■ Requirements: Copy out each of the records below line for line, without changing anything.
--- Record extracts ---
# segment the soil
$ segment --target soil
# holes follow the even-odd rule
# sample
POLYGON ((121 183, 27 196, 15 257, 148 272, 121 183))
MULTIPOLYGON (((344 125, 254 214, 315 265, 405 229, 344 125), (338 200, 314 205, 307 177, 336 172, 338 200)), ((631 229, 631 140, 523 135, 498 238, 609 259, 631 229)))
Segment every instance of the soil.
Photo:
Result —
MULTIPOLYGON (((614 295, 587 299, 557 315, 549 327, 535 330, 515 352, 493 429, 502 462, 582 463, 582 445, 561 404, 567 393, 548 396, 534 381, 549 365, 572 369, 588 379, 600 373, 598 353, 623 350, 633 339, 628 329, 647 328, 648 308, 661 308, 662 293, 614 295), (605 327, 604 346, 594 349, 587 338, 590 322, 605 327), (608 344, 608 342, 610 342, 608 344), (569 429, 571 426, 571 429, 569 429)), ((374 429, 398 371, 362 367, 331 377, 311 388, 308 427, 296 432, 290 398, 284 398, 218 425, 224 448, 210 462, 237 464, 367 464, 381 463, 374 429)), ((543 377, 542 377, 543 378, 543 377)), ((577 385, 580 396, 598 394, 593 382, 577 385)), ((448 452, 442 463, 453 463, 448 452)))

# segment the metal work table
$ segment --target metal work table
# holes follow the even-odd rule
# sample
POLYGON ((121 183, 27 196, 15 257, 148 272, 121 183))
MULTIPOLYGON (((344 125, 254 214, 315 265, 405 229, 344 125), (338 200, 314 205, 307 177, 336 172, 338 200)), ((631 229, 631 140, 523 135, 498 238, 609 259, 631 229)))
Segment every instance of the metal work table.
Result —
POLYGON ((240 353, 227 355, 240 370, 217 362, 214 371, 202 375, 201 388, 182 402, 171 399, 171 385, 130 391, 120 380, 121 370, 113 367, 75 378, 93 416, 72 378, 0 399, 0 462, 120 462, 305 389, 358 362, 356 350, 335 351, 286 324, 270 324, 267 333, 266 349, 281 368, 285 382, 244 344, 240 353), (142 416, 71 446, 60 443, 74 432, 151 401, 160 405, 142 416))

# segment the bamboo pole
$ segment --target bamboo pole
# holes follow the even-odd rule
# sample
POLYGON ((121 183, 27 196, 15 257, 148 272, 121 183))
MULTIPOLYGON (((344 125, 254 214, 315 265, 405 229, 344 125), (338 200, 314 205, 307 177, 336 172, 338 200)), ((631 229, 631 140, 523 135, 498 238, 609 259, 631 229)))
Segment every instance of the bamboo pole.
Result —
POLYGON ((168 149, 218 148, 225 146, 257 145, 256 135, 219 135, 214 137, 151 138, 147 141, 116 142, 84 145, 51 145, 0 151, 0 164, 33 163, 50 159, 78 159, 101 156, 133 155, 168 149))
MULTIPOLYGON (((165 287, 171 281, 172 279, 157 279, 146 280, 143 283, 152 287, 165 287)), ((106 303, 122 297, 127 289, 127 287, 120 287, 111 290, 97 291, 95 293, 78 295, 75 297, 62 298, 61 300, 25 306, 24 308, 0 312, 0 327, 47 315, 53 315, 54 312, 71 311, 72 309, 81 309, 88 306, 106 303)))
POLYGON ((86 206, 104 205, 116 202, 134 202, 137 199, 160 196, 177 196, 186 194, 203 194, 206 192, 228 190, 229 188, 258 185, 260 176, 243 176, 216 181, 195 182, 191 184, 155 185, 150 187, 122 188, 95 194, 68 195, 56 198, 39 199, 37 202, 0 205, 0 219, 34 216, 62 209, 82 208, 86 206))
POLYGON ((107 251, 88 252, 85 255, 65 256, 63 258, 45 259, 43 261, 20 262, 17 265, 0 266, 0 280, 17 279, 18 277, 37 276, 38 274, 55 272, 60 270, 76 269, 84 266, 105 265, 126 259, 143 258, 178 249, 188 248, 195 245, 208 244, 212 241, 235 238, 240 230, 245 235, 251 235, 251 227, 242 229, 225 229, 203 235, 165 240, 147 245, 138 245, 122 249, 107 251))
---
■ Output of the task:
# segment the soil
$ segment --target soil
# holes follow the even-odd rule
# sample
POLYGON ((121 183, 27 196, 15 257, 148 272, 121 183))
MULTIPOLYGON (((344 125, 254 214, 315 265, 405 229, 344 125), (338 200, 314 205, 307 177, 336 172, 338 200)), ((631 229, 631 140, 523 135, 498 238, 609 259, 631 229)))
Segment every instance of the soil.
Photo:
Result —
MULTIPOLYGON (((614 295, 587 299, 557 315, 549 327, 535 330, 515 352, 493 429, 502 462, 582 463, 582 445, 561 404, 567 393, 548 396, 534 381, 549 365, 572 369, 588 379, 600 373, 598 353, 623 350, 633 339, 628 329, 647 328, 648 308, 661 308, 662 293, 614 295), (605 327, 604 346, 594 349, 587 338, 590 322, 605 327), (608 344, 608 342, 610 342, 608 344), (569 429, 571 426, 571 429, 569 429)), ((374 429, 398 371, 362 367, 331 377, 311 388, 308 427, 296 432, 290 398, 284 398, 218 425, 224 448, 210 462, 237 464, 367 464, 381 463, 374 429)), ((543 377, 542 377, 543 378, 543 377)), ((577 385, 580 396, 598 394, 593 382, 577 385)), ((448 452, 442 463, 453 463, 448 452)))

# segment the metal work table
$ segment --target metal work table
# holes follow the even-odd rule
# sample
POLYGON ((121 183, 27 196, 15 257, 148 272, 121 183))
MULTIPOLYGON (((344 125, 254 214, 315 265, 405 229, 344 125), (338 200, 314 205, 307 177, 336 172, 338 200)), ((631 229, 631 140, 523 135, 498 238, 609 259, 631 229)))
Segment every instance of the metal work table.
Result —
POLYGON ((240 353, 227 355, 240 370, 217 362, 214 371, 202 375, 201 388, 182 402, 171 399, 171 385, 130 391, 120 380, 121 370, 113 367, 75 378, 93 416, 72 378, 0 399, 0 462, 120 462, 305 389, 358 362, 356 350, 335 351, 286 324, 270 324, 267 333, 266 349, 281 368, 285 382, 244 344, 240 353), (142 416, 71 446, 60 443, 74 432, 151 401, 160 405, 142 416))

# segment the bamboo pole
$ segment --target bamboo pole
# holes follow the even-odd rule
# sample
POLYGON ((121 183, 27 196, 15 257, 148 272, 121 183))
MULTIPOLYGON (((344 125, 254 214, 315 265, 405 229, 344 125), (338 200, 314 205, 307 177, 336 172, 338 200)), ((631 229, 631 140, 523 135, 498 238, 609 259, 631 229)))
Segment every instance of the bamboo pole.
Result —
POLYGON ((168 149, 218 148, 225 146, 257 145, 256 135, 219 135, 214 137, 151 138, 147 141, 116 142, 84 145, 51 145, 0 151, 0 164, 33 163, 50 159, 78 159, 101 156, 133 155, 168 149))
MULTIPOLYGON (((165 287, 171 281, 172 279, 157 279, 146 280, 143 283, 152 287, 165 287)), ((106 303, 122 297, 127 289, 127 287, 120 287, 111 290, 97 291, 95 293, 78 295, 75 297, 62 298, 61 300, 25 306, 24 308, 0 312, 0 327, 47 315, 53 315, 54 312, 71 311, 72 309, 81 309, 88 306, 106 303)))
POLYGON ((86 206, 104 205, 116 202, 134 202, 137 199, 160 196, 177 196, 186 194, 203 194, 206 192, 228 190, 229 188, 258 185, 260 176, 243 176, 216 181, 195 182, 191 184, 155 185, 150 187, 122 188, 95 194, 68 195, 56 198, 39 199, 37 202, 0 205, 0 219, 34 216, 62 209, 82 208, 86 206))
POLYGON ((107 251, 88 252, 85 255, 65 256, 63 258, 45 259, 43 261, 20 262, 17 265, 0 266, 0 280, 17 279, 18 277, 37 276, 38 274, 55 272, 60 270, 76 269, 84 266, 105 265, 126 259, 143 258, 178 249, 188 248, 195 245, 208 244, 212 241, 235 238, 240 230, 245 235, 251 235, 251 227, 242 229, 225 229, 203 235, 165 240, 147 245, 138 245, 122 249, 107 251))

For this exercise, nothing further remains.